Notes de lectures, notes de musique, notes sur l'air du temps qui passe. Bienvenue.
Attention: ceux qui ouvrent le
roman "La Lotus bleue" de Gordon Zola sont peut-être, mais pas certainement, conscients d'avoir un collector potentiel entre leurs mains. Ce petit livre fort drôle s'intègre en effet dans une
série projetée de 23 romans empruntant sur le mode humoristique certains codes au monde de Hergé et de Tintin. On pense en particulier aux noms des personnages, Saint-Tin et son ami Lou, mais
aussi à l'imagerie de la page de couverture et à certains éléments typographiques. Cela n'a pas eu l'heur de plaire à l'association chargée de défendre les intérêts
de l'héritage Hergé, d'où procès et condamnations en cascade, rendant de plus en plus hypothétique la publication des autres romans de la série.
——
Extrayez mot pour mot du texte fourni le passage qui va de « Attention: ceux qui » à « de la série. ». La liste qui suit est un contenu à part, distinct du texte.
——
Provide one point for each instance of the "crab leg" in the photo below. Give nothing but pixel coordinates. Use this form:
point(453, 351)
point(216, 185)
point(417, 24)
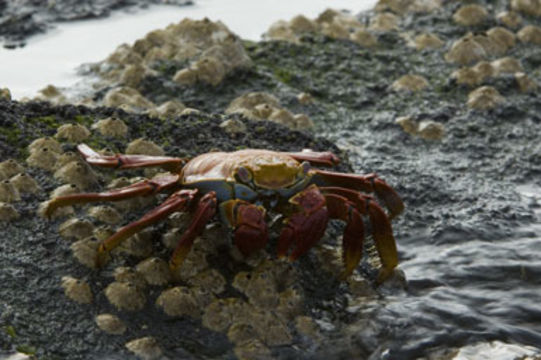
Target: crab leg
point(248, 222)
point(381, 226)
point(306, 225)
point(178, 201)
point(121, 161)
point(142, 188)
point(370, 183)
point(317, 158)
point(205, 210)
point(352, 240)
——
_Réponse complète:_
Attention: ceux qui ouvrent le
roman "La Lotus bleue" de Gordon Zola sont peut-être, mais pas certainement, conscients d'avoir un collector potentiel entre leurs mains. Ce petit livre fort drôle s'intègre en effet dans une
série projetée de 23 romans empruntant sur le mode humoristique certains codes au monde de Hergé et de Tintin. On pense en particulier aux noms des personnages, Saint-Tin et son ami Lou, mais
aussi à l'imagerie de la page de couverture et à certains éléments typographiques. Cela n'a pas eu l'heur de plaire à l'association chargée de défendre les intérêts
de l'héritage Hergé, d'où procès et condamnations en cascade, rendant de plus en plus hypothétique la publication des autres romans de la série.